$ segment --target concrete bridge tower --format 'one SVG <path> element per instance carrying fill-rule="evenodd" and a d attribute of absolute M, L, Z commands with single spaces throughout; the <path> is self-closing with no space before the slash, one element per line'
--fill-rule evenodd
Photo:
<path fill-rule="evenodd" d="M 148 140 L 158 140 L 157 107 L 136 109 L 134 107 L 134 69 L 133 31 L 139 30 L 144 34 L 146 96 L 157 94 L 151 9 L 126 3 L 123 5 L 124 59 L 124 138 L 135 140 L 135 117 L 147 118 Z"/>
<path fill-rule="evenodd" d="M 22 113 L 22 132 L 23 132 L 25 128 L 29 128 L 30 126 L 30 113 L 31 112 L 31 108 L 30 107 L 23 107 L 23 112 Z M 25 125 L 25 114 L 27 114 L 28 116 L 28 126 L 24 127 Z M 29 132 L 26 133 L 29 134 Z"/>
********************
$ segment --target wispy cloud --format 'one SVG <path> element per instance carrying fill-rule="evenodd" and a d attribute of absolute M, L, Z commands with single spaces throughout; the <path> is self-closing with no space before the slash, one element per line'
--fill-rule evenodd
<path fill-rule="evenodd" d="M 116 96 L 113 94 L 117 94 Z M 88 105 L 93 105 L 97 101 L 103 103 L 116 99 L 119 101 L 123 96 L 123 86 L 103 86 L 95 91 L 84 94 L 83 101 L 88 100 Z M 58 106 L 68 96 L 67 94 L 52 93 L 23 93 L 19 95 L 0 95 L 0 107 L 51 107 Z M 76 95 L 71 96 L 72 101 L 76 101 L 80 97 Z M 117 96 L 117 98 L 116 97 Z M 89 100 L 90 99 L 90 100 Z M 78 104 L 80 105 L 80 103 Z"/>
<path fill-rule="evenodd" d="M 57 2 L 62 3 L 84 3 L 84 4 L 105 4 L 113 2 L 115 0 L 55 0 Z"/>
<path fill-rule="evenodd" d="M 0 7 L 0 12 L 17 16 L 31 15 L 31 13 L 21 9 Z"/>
********************
Aim → Copy the data from the line with "segment --target wispy" up to and including the line with "116 96 L 113", replacing "self-closing" with "self-terminating" and keeping everything else the same.

Response to this exercise →
$ segment --target wispy cloud --format 'one SVG <path> element per instance carrying fill-rule="evenodd" and a d attribute of absolute M, L, Z commands with single spaces throughout; the <path> is self-terminating with no space before the slash, one element per line'
--fill-rule evenodd
<path fill-rule="evenodd" d="M 116 96 L 113 94 L 117 94 Z M 88 105 L 93 105 L 97 101 L 103 103 L 116 99 L 119 101 L 123 96 L 123 86 L 103 86 L 95 91 L 84 94 L 83 101 L 88 100 Z M 58 106 L 68 96 L 67 94 L 52 93 L 23 93 L 19 95 L 0 95 L 0 107 L 51 107 Z M 76 95 L 71 96 L 72 101 L 76 101 L 80 97 Z M 117 96 L 117 98 L 116 97 Z M 89 100 L 90 99 L 90 100 Z M 78 104 L 80 105 L 80 103 Z"/>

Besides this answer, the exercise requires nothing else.